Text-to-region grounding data

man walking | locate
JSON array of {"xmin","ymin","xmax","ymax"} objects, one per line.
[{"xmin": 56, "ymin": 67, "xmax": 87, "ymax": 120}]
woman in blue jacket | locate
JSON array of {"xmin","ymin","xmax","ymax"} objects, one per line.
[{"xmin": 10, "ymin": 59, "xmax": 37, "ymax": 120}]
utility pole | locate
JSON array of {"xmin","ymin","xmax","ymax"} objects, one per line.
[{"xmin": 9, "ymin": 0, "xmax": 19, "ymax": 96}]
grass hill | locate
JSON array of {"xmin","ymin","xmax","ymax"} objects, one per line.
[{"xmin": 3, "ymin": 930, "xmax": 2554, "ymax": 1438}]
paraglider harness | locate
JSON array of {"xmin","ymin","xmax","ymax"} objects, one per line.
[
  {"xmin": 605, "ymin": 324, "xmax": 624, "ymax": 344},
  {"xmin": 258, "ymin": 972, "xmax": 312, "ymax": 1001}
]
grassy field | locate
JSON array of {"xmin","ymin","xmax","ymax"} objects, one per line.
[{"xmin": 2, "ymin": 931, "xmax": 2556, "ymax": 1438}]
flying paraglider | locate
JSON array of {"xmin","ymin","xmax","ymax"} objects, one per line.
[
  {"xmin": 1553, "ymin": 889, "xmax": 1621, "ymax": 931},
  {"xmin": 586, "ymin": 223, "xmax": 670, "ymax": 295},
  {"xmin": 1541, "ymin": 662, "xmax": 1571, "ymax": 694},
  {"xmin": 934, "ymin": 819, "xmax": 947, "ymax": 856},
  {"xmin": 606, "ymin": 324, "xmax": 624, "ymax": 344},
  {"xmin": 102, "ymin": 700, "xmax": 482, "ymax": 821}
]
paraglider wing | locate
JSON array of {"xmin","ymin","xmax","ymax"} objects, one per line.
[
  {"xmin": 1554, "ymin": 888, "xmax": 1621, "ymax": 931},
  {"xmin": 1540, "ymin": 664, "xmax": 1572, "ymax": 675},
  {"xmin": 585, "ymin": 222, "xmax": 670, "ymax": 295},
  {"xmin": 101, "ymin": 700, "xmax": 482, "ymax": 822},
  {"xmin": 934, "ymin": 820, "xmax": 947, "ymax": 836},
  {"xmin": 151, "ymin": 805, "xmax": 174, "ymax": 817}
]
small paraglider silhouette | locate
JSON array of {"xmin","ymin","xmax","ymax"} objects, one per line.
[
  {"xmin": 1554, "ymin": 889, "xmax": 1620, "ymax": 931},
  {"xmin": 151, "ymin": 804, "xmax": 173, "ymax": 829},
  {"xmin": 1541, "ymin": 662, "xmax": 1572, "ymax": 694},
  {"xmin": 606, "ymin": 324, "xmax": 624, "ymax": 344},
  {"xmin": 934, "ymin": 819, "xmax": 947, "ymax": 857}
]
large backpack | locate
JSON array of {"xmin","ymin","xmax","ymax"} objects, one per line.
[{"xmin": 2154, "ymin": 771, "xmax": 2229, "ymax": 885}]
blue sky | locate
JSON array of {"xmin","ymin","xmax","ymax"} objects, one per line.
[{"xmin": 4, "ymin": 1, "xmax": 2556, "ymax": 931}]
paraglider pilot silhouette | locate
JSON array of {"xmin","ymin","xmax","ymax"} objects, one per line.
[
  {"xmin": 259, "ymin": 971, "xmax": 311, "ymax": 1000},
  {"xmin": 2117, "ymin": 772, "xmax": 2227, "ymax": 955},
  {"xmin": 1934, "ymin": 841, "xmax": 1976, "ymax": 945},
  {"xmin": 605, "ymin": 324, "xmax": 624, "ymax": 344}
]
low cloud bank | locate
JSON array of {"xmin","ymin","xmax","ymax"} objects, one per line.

**Your instructions**
Read through the entries above and copy each line that has the string "silhouette" in it.

**Answer area**
small paraglider silhouette | locate
paraglider pilot silhouette | locate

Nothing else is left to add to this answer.